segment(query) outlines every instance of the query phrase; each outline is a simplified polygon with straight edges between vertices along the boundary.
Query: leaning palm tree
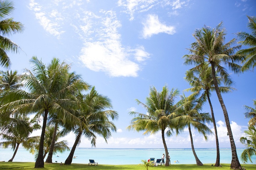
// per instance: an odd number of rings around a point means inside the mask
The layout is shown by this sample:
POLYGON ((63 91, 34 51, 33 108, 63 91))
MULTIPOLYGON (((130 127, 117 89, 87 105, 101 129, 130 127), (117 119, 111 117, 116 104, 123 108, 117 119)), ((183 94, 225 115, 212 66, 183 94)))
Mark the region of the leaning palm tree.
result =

**STATED EXERCISE**
Update the material above so that each "leaning palm tree" reads "tilted coconut palm", leaving every other word as it is. Write out the revised material without the pictures.

**ANSWER IN FULL**
segment(query) outlines every instance of the query phrase; each outline is a simplified polygon with straight edges between vertices along the boundary.
Query: tilted coconut palm
// per instance: an odd number of rings around a point means inside the mask
The layout is shown by this sample:
POLYGON ((63 91, 34 51, 33 108, 63 91))
MULTIPOLYGON (((130 127, 117 89, 87 105, 101 129, 130 127), (117 119, 111 117, 116 104, 123 108, 117 119)), ((183 94, 225 115, 212 66, 183 94)))
Mark the region of the tilted coconut palm.
result =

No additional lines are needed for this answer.